WHAT THIS TASK INVOLVES:
Find the line that contains "Target: low concrete wall". Output it and every line after it to the end of the records, exactly as they appear.

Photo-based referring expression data
-=-=-

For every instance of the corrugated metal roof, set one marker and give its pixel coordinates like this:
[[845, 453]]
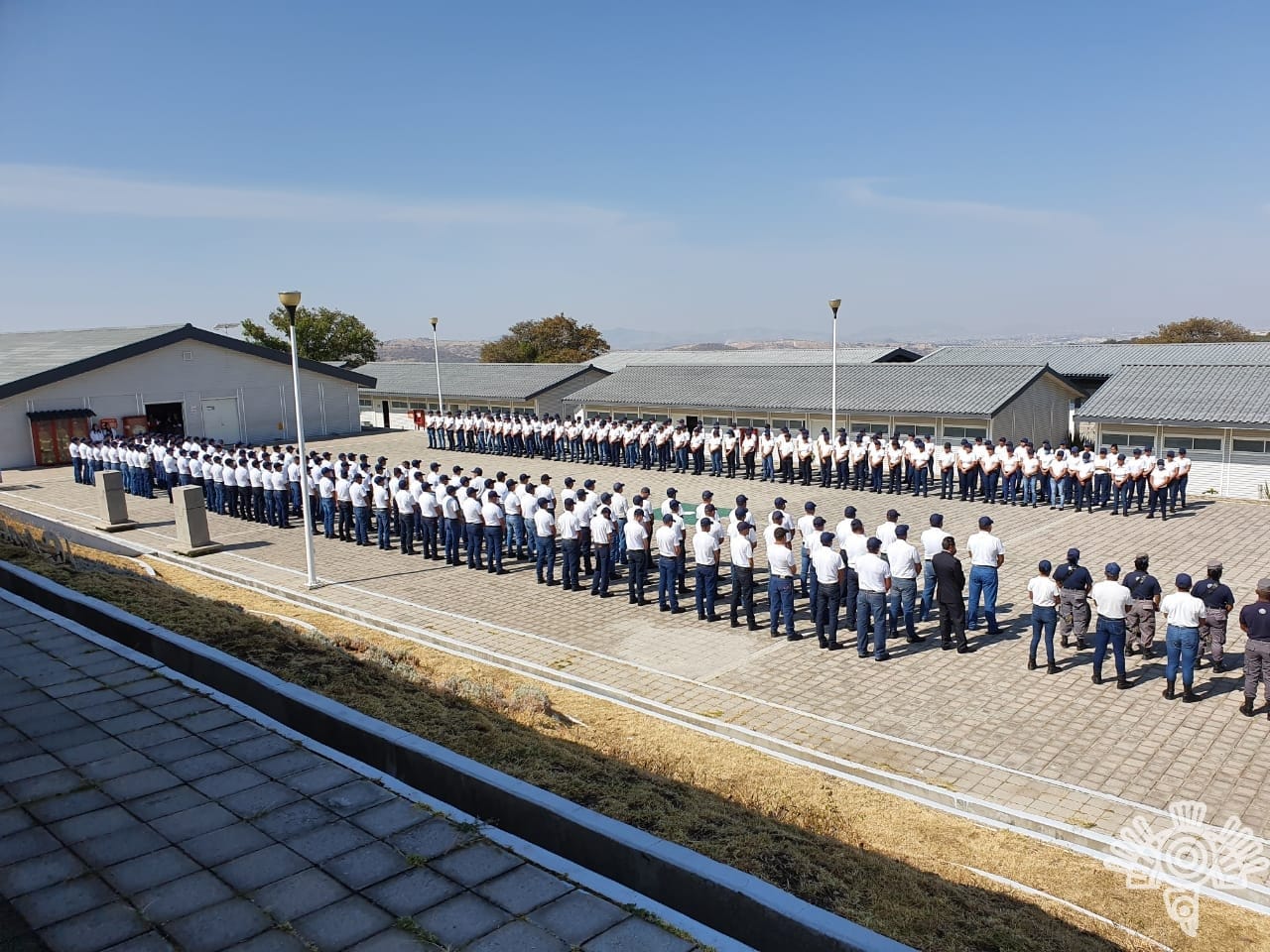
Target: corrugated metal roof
[[889, 388], [486, 381], [1174, 394], [1102, 359], [27, 353], [616, 359]]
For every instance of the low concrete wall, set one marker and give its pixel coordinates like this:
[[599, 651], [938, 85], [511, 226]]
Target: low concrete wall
[[719, 896]]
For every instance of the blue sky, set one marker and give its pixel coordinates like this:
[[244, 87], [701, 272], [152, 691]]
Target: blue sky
[[701, 171]]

-=-=-

EXERCISE RESULT:
Target: low concrete wall
[[719, 896]]
For every instance of the blue sky, set one marker and give its pixel coordinates like this:
[[244, 87], [701, 272], [152, 691]]
Target: blue sky
[[701, 171]]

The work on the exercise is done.